>> Start
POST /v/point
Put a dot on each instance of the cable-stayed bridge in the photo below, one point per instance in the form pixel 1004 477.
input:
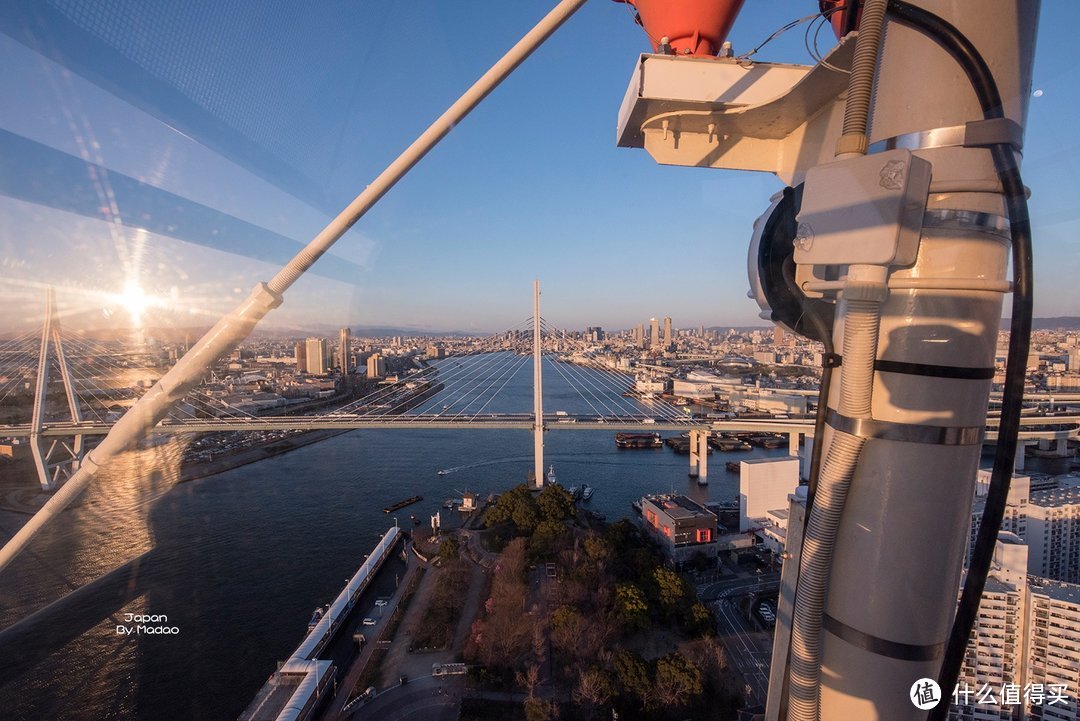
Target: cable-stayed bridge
pixel 469 390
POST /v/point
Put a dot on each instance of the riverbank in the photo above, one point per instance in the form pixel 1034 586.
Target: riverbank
pixel 253 454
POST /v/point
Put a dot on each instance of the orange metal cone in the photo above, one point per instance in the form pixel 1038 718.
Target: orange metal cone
pixel 692 27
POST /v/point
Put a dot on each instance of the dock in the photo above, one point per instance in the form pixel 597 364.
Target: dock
pixel 296 690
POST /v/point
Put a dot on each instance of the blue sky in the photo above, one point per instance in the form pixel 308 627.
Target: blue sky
pixel 530 185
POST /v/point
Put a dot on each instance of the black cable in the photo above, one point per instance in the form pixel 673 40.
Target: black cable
pixel 989 98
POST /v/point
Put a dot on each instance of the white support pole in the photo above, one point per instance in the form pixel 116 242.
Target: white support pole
pixel 537 391
pixel 40 390
pixel 72 399
pixel 234 327
pixel 702 458
pixel 694 456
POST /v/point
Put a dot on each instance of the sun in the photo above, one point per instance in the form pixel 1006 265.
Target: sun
pixel 134 300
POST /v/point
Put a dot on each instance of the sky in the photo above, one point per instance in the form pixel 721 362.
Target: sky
pixel 307 103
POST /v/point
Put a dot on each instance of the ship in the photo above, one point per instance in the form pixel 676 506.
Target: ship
pixel 402 504
pixel 726 443
pixel 315 617
pixel 638 440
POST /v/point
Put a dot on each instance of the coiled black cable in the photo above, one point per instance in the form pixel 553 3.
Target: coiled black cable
pixel 1004 163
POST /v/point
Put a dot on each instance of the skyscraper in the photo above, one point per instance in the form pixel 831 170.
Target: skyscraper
pixel 345 352
pixel 318 351
pixel 376 366
pixel 300 354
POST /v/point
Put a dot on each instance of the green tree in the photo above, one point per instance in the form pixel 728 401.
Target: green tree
pixel 597 549
pixel 677 680
pixel 631 608
pixel 633 675
pixel 671 589
pixel 698 620
pixel 555 503
pixel 548 534
pixel 449 548
pixel 516 506
pixel 537 709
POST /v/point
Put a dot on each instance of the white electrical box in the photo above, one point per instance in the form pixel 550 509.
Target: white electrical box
pixel 867 209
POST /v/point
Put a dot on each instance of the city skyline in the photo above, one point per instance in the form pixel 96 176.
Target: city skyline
pixel 464 233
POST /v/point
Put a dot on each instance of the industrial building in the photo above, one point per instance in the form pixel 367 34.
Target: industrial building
pixel 764 486
pixel 682 526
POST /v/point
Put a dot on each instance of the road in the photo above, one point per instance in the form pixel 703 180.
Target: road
pixel 750 651
pixel 427 698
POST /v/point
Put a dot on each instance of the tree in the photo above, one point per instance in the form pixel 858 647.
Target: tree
pixel 567 628
pixel 631 609
pixel 677 680
pixel 555 503
pixel 516 506
pixel 537 709
pixel 671 589
pixel 597 549
pixel 593 689
pixel 633 675
pixel 449 549
pixel 699 621
pixel 548 534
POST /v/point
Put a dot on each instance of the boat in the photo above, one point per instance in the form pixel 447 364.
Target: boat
pixel 638 440
pixel 402 504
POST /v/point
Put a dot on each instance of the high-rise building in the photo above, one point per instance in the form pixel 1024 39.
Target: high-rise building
pixel 318 351
pixel 345 351
pixel 300 353
pixel 995 657
pixel 376 366
pixel 1047 516
pixel 1023 658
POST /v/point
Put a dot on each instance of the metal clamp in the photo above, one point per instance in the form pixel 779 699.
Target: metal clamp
pixel 985 222
pixel 912 433
pixel 975 134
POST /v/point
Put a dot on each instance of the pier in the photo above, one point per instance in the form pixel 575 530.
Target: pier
pixel 294 692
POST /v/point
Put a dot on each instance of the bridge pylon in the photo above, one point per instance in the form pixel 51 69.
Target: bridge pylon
pixel 54 458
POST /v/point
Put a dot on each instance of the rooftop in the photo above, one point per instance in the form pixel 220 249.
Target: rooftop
pixel 1056 498
pixel 1057 590
pixel 678 507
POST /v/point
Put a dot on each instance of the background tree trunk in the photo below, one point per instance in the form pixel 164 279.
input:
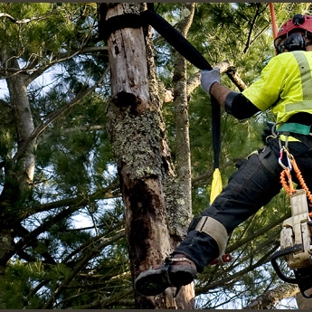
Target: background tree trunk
pixel 138 142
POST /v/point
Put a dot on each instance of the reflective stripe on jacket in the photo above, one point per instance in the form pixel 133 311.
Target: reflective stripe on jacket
pixel 285 85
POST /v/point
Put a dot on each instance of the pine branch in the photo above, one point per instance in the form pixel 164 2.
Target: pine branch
pixel 79 266
pixel 56 114
pixel 268 299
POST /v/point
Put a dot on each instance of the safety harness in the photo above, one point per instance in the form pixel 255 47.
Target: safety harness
pixel 296 233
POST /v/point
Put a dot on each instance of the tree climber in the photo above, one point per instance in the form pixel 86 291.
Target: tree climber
pixel 285 87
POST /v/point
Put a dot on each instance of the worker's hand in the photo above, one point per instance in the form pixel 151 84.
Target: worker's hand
pixel 209 77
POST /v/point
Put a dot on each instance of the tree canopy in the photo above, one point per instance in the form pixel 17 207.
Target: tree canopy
pixel 62 216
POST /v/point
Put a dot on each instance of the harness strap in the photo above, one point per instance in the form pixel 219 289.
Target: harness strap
pixel 215 229
pixel 294 128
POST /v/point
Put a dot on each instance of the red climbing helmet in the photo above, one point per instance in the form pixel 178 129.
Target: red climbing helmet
pixel 298 22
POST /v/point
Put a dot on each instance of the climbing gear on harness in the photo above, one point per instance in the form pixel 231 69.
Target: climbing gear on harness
pixel 209 77
pixel 291 127
pixel 298 23
pixel 296 234
pixel 295 42
pixel 177 271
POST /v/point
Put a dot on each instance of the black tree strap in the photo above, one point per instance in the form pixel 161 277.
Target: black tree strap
pixel 180 44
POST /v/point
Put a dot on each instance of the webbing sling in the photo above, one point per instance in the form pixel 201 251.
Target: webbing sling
pixel 178 42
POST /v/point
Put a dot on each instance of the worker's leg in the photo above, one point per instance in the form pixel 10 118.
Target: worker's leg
pixel 252 186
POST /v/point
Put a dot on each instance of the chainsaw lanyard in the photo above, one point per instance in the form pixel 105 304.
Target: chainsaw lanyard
pixel 286 172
>> End
THE EXERCISE >> Turn the records, from their first line through the line containing "pixel 469 390", into a numbered list with one line per entry and no blank lines. Leave out the pictures.

WRITTEN ANSWER >>
1. POST /v/point
2. Put a dot on each instance of the cable-stayed bridge in the photo below, one point per instance in the form pixel 1004 477.
3. input:
4. Target: cable-stayed bridge
5. pixel 469 390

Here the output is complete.